Supplied information:
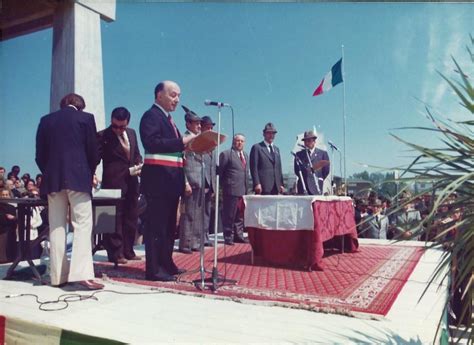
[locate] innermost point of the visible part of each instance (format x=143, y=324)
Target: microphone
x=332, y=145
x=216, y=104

==

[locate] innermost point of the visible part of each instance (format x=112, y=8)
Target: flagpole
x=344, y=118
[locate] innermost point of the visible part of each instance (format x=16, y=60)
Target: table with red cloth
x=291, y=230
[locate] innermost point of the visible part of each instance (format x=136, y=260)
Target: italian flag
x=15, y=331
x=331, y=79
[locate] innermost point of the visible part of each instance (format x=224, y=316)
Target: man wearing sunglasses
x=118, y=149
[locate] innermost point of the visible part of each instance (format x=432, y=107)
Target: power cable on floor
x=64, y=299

--

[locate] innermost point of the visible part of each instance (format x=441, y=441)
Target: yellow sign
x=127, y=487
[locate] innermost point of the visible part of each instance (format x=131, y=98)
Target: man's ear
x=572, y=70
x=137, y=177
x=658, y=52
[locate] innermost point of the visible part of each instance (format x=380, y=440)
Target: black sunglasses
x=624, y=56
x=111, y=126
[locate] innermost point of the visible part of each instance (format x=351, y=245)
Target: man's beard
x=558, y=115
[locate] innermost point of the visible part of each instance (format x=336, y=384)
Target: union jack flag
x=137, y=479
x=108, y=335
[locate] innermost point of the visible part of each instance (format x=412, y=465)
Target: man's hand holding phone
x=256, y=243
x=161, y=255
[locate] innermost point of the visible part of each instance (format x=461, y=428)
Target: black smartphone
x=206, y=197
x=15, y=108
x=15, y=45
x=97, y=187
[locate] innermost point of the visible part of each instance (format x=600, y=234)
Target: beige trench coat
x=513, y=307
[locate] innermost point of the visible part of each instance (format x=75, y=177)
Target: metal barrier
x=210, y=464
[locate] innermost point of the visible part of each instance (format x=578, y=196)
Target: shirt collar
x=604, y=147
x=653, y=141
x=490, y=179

Goal of the exercise:
Could you repeat exactly the lines above from the line with "Target: union jack flag" up to and including the line with "(format x=600, y=234)", and only those?

Answer space:
Target: union jack flag
x=137, y=479
x=108, y=335
[locate] innermost point of the visible part of each instance (format x=412, y=465)
Target: man's hand holding phone
x=256, y=243
x=161, y=255
[locate] innermost point of the visible part of each instance (format x=461, y=428)
Target: black smartphone
x=206, y=197
x=15, y=108
x=15, y=45
x=97, y=187
[locate] innermost point of the visible part of each instance (format x=600, y=234)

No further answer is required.